**TRY IT:**
From the records below, output exactly the lines running from the line containing "189L6 188V205L14 211L21" through the line containing "positive clicks: (392, 301)", and no others.

***** DATA

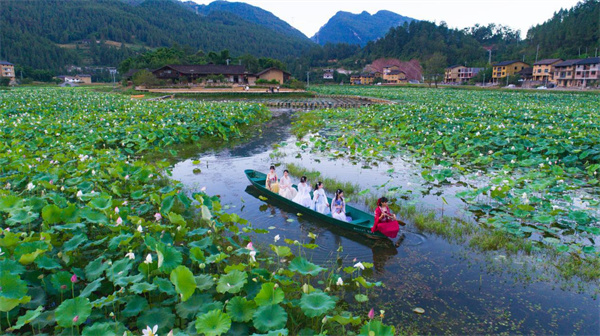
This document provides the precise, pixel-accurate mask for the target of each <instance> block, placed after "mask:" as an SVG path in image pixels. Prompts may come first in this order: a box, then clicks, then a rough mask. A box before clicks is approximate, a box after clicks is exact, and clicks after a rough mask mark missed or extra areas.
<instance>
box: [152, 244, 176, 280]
mask: <svg viewBox="0 0 600 336" xmlns="http://www.w3.org/2000/svg"><path fill="white" fill-rule="evenodd" d="M156 254H157V255H158V269H159V270H160V271H162V272H166V273H168V272H171V271H172V270H174V269H175V267H177V266H179V265H181V261H182V260H183V258H182V256H181V252H179V251H177V249H175V248H174V247H173V246H168V245H165V244H159V245H158V246H157V247H156Z"/></svg>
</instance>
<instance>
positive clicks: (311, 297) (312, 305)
mask: <svg viewBox="0 0 600 336" xmlns="http://www.w3.org/2000/svg"><path fill="white" fill-rule="evenodd" d="M333 308H335V300H334V299H333V298H332V297H330V296H329V295H327V294H325V293H323V292H321V291H314V292H312V293H309V294H302V298H301V299H300V309H302V311H303V312H304V315H306V316H308V317H316V316H320V315H323V314H325V313H327V312H328V311H330V310H332V309H333Z"/></svg>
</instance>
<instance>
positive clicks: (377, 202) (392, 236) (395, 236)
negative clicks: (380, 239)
mask: <svg viewBox="0 0 600 336" xmlns="http://www.w3.org/2000/svg"><path fill="white" fill-rule="evenodd" d="M388 202H389V200H388V199H387V198H385V197H381V198H380V199H378V200H377V208H376V209H375V224H374V225H373V227H372V228H371V232H373V233H375V231H379V232H381V233H383V234H384V235H386V236H387V237H390V238H396V236H398V231H400V224H399V223H398V219H397V218H396V215H394V214H393V213H392V212H391V211H390V208H389V207H388Z"/></svg>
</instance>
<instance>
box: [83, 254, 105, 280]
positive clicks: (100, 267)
mask: <svg viewBox="0 0 600 336" xmlns="http://www.w3.org/2000/svg"><path fill="white" fill-rule="evenodd" d="M107 268H108V263H103V262H102V257H101V256H100V257H98V258H96V259H94V261H92V262H91V263H89V264H88V265H87V266H86V267H85V277H86V278H87V279H88V280H96V279H98V278H99V277H100V276H101V275H102V273H103V272H104V271H105V270H106V269H107Z"/></svg>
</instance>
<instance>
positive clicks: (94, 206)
mask: <svg viewBox="0 0 600 336" xmlns="http://www.w3.org/2000/svg"><path fill="white" fill-rule="evenodd" d="M88 204H89V205H90V206H91V207H92V208H94V209H96V210H108V209H110V208H111V207H112V197H110V196H105V195H103V196H100V197H95V198H93V199H92V200H91V201H90V202H89V203H88Z"/></svg>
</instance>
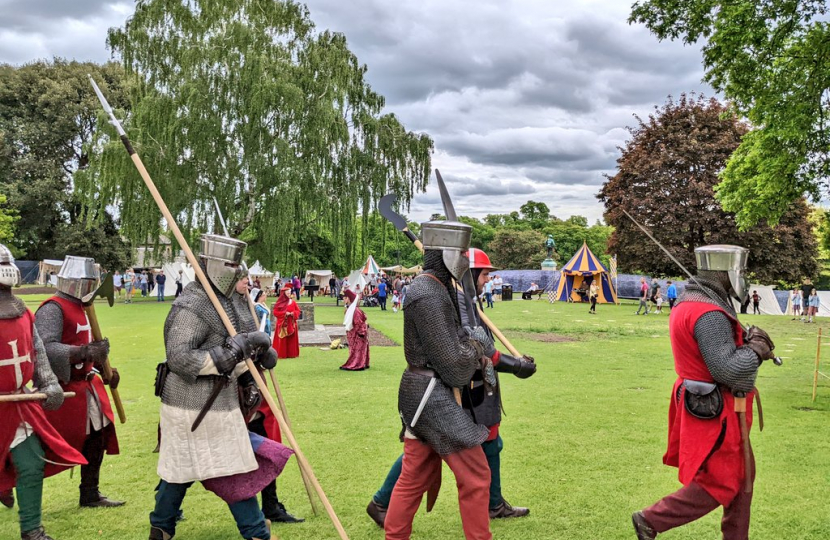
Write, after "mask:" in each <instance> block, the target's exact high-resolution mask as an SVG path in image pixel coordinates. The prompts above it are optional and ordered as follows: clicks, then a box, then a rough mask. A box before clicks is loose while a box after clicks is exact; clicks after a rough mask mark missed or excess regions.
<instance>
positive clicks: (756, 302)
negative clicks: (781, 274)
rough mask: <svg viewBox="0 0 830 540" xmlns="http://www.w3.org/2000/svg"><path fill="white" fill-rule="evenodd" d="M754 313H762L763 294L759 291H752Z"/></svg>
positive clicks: (753, 311) (753, 310) (752, 301)
mask: <svg viewBox="0 0 830 540" xmlns="http://www.w3.org/2000/svg"><path fill="white" fill-rule="evenodd" d="M751 298H752V314H753V315H760V314H761V296H760V295H759V294H758V291H752V297H751Z"/></svg>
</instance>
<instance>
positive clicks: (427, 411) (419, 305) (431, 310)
mask: <svg viewBox="0 0 830 540" xmlns="http://www.w3.org/2000/svg"><path fill="white" fill-rule="evenodd" d="M424 268H425V271H426V272H427V273H429V274H430V275H432V276H435V278H437V279H434V278H433V277H430V276H427V275H422V276H419V277H418V278H416V279H415V280H414V281H413V282H412V285H411V286H410V288H409V290H408V291H407V295H406V301H405V302H404V306H403V307H404V354H405V355H406V361H407V363H409V364H410V365H411V366H413V367H416V368H424V369H431V370H434V372H435V376H436V377H437V378H438V379H439V380H438V382H437V384H436V385H435V389H434V390H433V392H432V395H431V396H430V398H429V400H428V401H427V403H426V406H425V407H424V410H423V412H422V413H421V416H420V418H419V419H418V422H417V424H416V426H415V427H414V428H410V431H411V433H412V434H413V435H415V436H416V437H418V439H420V440H422V441H424V442H425V443H427V444H429V445H430V446H431V447H432V448H433V449H434V450H435V451H436V452H438V453H439V454H442V455H447V454H452V453H454V452H458V451H460V450H463V449H465V448H473V447H475V446H477V445H479V444H481V443H482V442H484V441H485V440H486V439H487V436H488V434H489V430H488V429H487V428H486V427H484V426H482V425H477V424H475V423H474V422H473V421H472V419H471V418H470V416H469V415H468V414H466V413H465V412H464V410H463V409H462V408H461V407H460V406H459V405H458V404H457V403H456V402H455V398H454V396H453V392H452V388H453V387H456V388H460V387H463V386H466V385H467V384H469V382H470V379H471V377H472V375H473V372H474V371H475V370H476V368H477V367H478V366H479V365H480V362H479V353H478V350H477V349H476V348H475V347H474V346H473V345H472V344H471V343H470V340H469V338H468V337H467V335H466V333H465V332H464V330H463V329H462V328H461V323H460V319H459V313H458V300H457V297H456V292H455V290H454V289H453V288H452V279H451V276H450V273H449V271H448V270H447V269H446V267H445V266H444V262H443V259H442V258H441V252H440V251H434V250H428V251H427V252H426V254H425V256H424ZM429 381H430V377H427V376H425V375H421V374H417V373H413V372H411V371H405V372H404V374H403V376H402V377H401V384H400V389H399V390H398V410H399V412H400V415H401V419H402V421H403V428H404V430H406V428H407V427H408V426H411V424H412V418H413V416H414V414H415V411H416V410H417V408H418V405H419V404H420V402H421V398H422V397H423V395H424V392H425V391H426V388H427V385H428V384H429Z"/></svg>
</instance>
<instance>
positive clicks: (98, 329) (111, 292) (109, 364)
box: [83, 274, 127, 424]
mask: <svg viewBox="0 0 830 540" xmlns="http://www.w3.org/2000/svg"><path fill="white" fill-rule="evenodd" d="M99 297H100V298H106V300H107V303H108V304H109V305H110V307H112V304H113V303H114V302H115V288H114V287H113V285H112V274H104V279H102V280H101V285H99V286H98V288H97V289H96V290H95V292H93V293H92V294H91V295H88V296H86V297H84V299H83V303H84V311H85V312H86V317H87V319H89V326H90V328H91V330H92V339H94V340H95V341H101V340H102V339H104V337H103V336H102V335H101V327H100V326H99V325H98V316H97V315H96V314H95V299H96V298H99ZM104 378H105V379H107V380H108V381H109V380H111V378H112V366H111V365H110V359H109V356H107V357H106V358H105V359H104ZM110 394H112V401H113V403H115V410H116V411H117V412H118V420H120V421H121V423H122V424H123V423H125V422H126V421H127V414H126V413H125V412H124V404H123V403H122V402H121V395H120V394H119V393H118V389H117V388H113V387H112V386H110Z"/></svg>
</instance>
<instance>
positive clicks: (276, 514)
mask: <svg viewBox="0 0 830 540" xmlns="http://www.w3.org/2000/svg"><path fill="white" fill-rule="evenodd" d="M263 513H264V512H263ZM265 518H266V519H268V520H269V521H271V522H274V523H302V522H303V521H305V519H303V518H298V517H294V516H292V515H291V514H289V513H288V511H287V510H286V509H285V505H284V504H282V503H281V502H277V504H276V508H274V509H273V510H271V511H269V512H268V513H267V514H265Z"/></svg>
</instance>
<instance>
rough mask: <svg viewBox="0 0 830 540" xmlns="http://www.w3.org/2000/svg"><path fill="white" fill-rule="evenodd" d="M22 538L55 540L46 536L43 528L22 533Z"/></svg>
mask: <svg viewBox="0 0 830 540" xmlns="http://www.w3.org/2000/svg"><path fill="white" fill-rule="evenodd" d="M20 538H21V539H22V540H53V538H52V537H51V536H49V535H48V534H46V531H44V530H43V527H42V526H41V527H38V528H37V529H33V530H31V531H27V532H25V533H20Z"/></svg>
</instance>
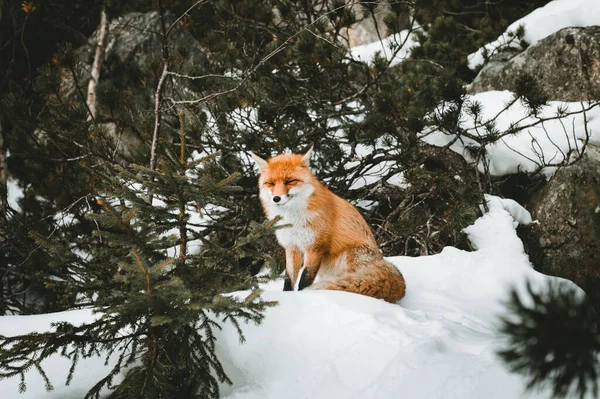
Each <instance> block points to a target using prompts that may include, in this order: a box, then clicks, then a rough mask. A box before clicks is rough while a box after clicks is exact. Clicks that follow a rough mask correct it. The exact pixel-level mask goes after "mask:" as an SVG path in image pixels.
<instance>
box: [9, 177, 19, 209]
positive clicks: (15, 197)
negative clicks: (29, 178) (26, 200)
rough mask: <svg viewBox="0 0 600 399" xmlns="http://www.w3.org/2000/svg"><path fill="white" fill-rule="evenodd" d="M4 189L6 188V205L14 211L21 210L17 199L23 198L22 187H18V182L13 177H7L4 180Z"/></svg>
mask: <svg viewBox="0 0 600 399" xmlns="http://www.w3.org/2000/svg"><path fill="white" fill-rule="evenodd" d="M6 189H7V190H8V193H7V198H8V205H9V206H10V207H11V208H13V209H14V210H15V211H17V212H21V207H20V206H19V200H21V199H22V198H23V189H22V188H21V187H19V184H18V183H17V181H16V180H14V179H8V181H7V182H6Z"/></svg>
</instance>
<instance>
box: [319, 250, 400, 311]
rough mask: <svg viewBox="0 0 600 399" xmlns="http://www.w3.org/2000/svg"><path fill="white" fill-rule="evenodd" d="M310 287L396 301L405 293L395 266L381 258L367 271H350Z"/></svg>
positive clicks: (392, 301)
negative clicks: (375, 264) (334, 290)
mask: <svg viewBox="0 0 600 399" xmlns="http://www.w3.org/2000/svg"><path fill="white" fill-rule="evenodd" d="M310 288H311V289H316V290H337V291H347V292H353V293H355V294H361V295H366V296H370V297H373V298H378V299H383V300H385V301H387V302H390V303H396V302H398V301H399V300H400V299H402V297H403V296H404V294H405V293H406V282H405V281H404V277H403V276H402V273H400V271H399V270H398V269H396V267H394V266H393V265H392V264H390V263H388V262H386V261H384V260H383V259H382V260H381V262H377V264H376V265H373V266H372V267H370V268H369V270H368V271H365V272H362V273H361V272H358V273H352V274H349V275H347V276H345V277H341V278H338V279H324V280H321V281H318V282H316V283H314V284H313V285H311V286H310Z"/></svg>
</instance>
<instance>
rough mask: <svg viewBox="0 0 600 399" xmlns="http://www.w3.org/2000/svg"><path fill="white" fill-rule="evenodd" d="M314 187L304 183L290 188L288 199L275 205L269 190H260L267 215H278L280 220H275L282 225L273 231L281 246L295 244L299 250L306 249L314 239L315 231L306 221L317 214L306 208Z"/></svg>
mask: <svg viewBox="0 0 600 399" xmlns="http://www.w3.org/2000/svg"><path fill="white" fill-rule="evenodd" d="M313 191H314V188H313V187H312V186H311V185H308V184H307V185H304V186H303V187H301V188H300V187H299V188H297V189H296V190H294V189H292V190H290V193H289V194H290V199H289V200H288V202H287V203H286V204H285V205H277V204H276V203H274V202H273V201H272V199H271V191H270V190H268V189H264V190H261V197H263V198H265V199H267V201H266V203H267V204H268V206H267V216H268V218H269V219H274V218H275V217H276V216H280V217H281V220H280V221H279V222H277V225H278V226H284V225H290V226H289V227H282V228H280V229H278V230H277V231H276V232H275V236H276V237H277V241H278V242H279V244H280V245H281V246H283V247H286V248H287V247H290V246H296V247H298V249H300V250H301V251H306V249H307V248H309V247H311V246H312V245H313V243H314V241H315V232H314V231H313V230H312V229H311V228H310V226H309V225H308V223H309V222H310V221H311V220H312V219H314V218H315V217H317V216H318V214H317V212H312V211H309V210H308V209H307V207H308V198H309V197H310V195H311V194H312V193H313Z"/></svg>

**********

**WRITTEN RESPONSE:**
rough mask: <svg viewBox="0 0 600 399" xmlns="http://www.w3.org/2000/svg"><path fill="white" fill-rule="evenodd" d="M4 189L6 188V205L14 211L21 210L17 199L23 198L22 187H18V182L13 177H7L4 180Z"/></svg>
mask: <svg viewBox="0 0 600 399" xmlns="http://www.w3.org/2000/svg"><path fill="white" fill-rule="evenodd" d="M6 189H7V190H8V193H7V198H8V205H9V206H10V207H11V208H13V209H14V210H15V211H17V212H21V207H20V206H19V200H21V199H22V198H23V189H22V188H21V187H19V184H18V183H17V181H16V180H14V179H8V181H7V182H6Z"/></svg>
</instance>
<instance>
box: [319, 250, 400, 311]
rough mask: <svg viewBox="0 0 600 399" xmlns="http://www.w3.org/2000/svg"><path fill="white" fill-rule="evenodd" d="M310 287L396 301L405 293L395 266L381 258L367 271H350Z"/></svg>
positive clicks: (392, 301)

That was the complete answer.